Amélie Daoust-Boisvert – Le Devoir – 14 juin 2017
Les établissements de santé de Montréal et de Laval reportent à l’automne la possibilité de conclure un important contrat avec le privé pour des services à domicile. Un syndicat pourrait toutefois faire obstruction à la relance du processus d’appel d’offres.
Ils demandaient environ 1,5 million d’heures de services, ce qui aurait nécessité plus de 800 auxiliaires de santé et de services sociaux du privé. Mais les CISSS et CIUSSS de Laval et Montréal ont retiré cette demande de l’appel d’offres, dont le concours se terminait hier, mardi.
Sigma Santé, qui est responsable du processus, affirme que le volet impliquant les auxiliaires est reporté le temps de clarifier les exigences envers les fournisseurs.
Sans annuler complètement le processus, un addenda qui a été déposé sur le système électronique d’appel d’offres du gouvernement (SEAO) le 6 juin modifie le nombre d’heures sollicitées de près de 1,5 million à… 12 000.
Le directeur général de Sigma Santé, François Lemoyne, affirme que cette révision majeure n’a aucun lien avec la médiatisation du dossier. Il affirme que lors d’une rencontre d’information, le 16 mai, des fournisseurs se sont inquiétés qu’une clause puisse limiter la concurrence.
Le devis exige des fournisseurs qu’ils intègrent leur plateforme informatique à celle des établissements de santé. « Des fournisseurs disent “Nous n’avons pas ce système et nous sommes désavantagés”, explique M. Lemoyne. Il a été décidé de suspendre le temps de clarifier cet aspect. »
Selon lui, un nouvel appel d’offres devrait être lancé à l’automne.
Il n’y a eu « aucune intervention politique » dans ce dossier, assure-t-il.
Ni le ministère de la Santé et des Services sociaux (MSSS) ni les établissements n’ont souhaité commenter, renvoyant Le Devoir à Sigma Santé. « Le MSSS n’est pas intervenu concernant cet appel d’offres, pour lequel Sigma Santé est responsable », a fait savoir la responsable des communications Marie-Claude Lacasse.
Grief possible de la part d’un syndicat
Les établissements pourront-ils relancer le processus sans obstruction à l’automne ? C’est incertain alors que la Fédération de la santé et des services sociaux (FSSS-CSN) évalue si elle déposera un grief pour l’empêcher.
Le syndicat est fort d’une décision récente dans un dossier semblable. Il vient d’obtenir la suspension d’un appel d’offres pour 99 places en CHSLD privé.

(Entrées enregistrées)
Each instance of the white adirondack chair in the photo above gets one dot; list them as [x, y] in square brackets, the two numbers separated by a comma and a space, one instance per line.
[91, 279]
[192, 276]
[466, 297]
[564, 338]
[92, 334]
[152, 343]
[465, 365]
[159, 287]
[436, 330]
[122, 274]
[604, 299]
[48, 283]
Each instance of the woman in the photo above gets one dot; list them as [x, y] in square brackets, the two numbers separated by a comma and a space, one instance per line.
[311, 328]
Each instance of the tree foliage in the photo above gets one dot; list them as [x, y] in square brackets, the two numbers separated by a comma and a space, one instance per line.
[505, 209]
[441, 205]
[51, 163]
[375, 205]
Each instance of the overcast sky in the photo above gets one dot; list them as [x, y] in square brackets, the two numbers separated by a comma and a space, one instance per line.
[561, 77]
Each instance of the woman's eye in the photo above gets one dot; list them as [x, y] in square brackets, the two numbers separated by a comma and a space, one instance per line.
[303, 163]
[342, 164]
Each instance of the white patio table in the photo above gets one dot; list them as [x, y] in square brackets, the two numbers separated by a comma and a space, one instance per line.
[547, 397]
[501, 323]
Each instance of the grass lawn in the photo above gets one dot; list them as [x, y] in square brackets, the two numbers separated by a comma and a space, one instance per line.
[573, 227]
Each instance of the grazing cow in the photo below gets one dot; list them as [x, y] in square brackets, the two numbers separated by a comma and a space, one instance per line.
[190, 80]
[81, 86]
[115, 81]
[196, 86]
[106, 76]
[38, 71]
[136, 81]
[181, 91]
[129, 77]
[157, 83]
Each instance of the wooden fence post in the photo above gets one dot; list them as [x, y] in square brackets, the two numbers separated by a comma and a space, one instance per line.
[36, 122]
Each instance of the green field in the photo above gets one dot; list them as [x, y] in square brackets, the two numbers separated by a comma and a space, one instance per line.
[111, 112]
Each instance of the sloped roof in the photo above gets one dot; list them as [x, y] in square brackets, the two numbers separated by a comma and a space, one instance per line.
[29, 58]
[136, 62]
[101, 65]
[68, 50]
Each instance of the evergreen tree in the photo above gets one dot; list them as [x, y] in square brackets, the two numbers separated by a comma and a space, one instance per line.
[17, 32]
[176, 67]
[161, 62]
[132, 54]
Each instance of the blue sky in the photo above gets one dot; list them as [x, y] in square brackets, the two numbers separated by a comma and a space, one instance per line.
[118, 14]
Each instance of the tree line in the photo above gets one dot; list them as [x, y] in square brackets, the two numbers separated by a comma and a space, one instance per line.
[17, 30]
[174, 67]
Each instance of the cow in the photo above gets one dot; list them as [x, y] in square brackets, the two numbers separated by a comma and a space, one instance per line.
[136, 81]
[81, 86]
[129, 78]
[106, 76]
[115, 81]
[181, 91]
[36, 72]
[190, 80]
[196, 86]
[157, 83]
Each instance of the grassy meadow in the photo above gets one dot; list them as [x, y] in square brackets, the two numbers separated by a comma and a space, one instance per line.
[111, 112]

=== CONSIGNES DE L'EXERCICE ===
- A) Selon l'article sur l'appel d'offres de services à domicile, à combien d'heures l'addenda déposé le 6 juin ramène-t-il le nombre d'heures sollicitées ?
- B) Poursuivez l'article sur l'appel d'offres de services à domicile après sa dernière phrase.

=== RÉPONSES FOURNIES ===
- A) À 12 000 heures.

- B)
Le 7 juin, l’arbitre François Hamelin a ordonné au CISSS des Laurentides de surseoir à l’adjudication d’un contrat pour la construction et l’exploitation d’un CHSLD privé sur une période de 20 ans à Rosemère. Selon l’arbitre Hamelin, la décision de solliciter le privé, qui est survenue sans consulter le syndicat au préalable, contrevient à la convention collective.
Lors des dernières négociations, les employés du réseau de la santé ont obtenu une clause, l’article 3.10 qui, avec l’article 29 déjà existant, stipule qu’avant de conclure un contrat avec le privé, un établissement de santé doit consulter le syndicat. Ce dernier doit pouvoir proposer une solution de rechange ou des modifications. « Sur un sujet aussi délicat et important que l’avenir des soins, une consultation préalable avec le syndicat est de nature à alimenter une discussion de fond sur les problèmes de main-d’oeuvre et à trouver des solutions viables pour l’employeur, le syndicat et surtout les personnes âgées à qui les soins sont destinés », écrit l’arbitre Hamelin dans sa décision.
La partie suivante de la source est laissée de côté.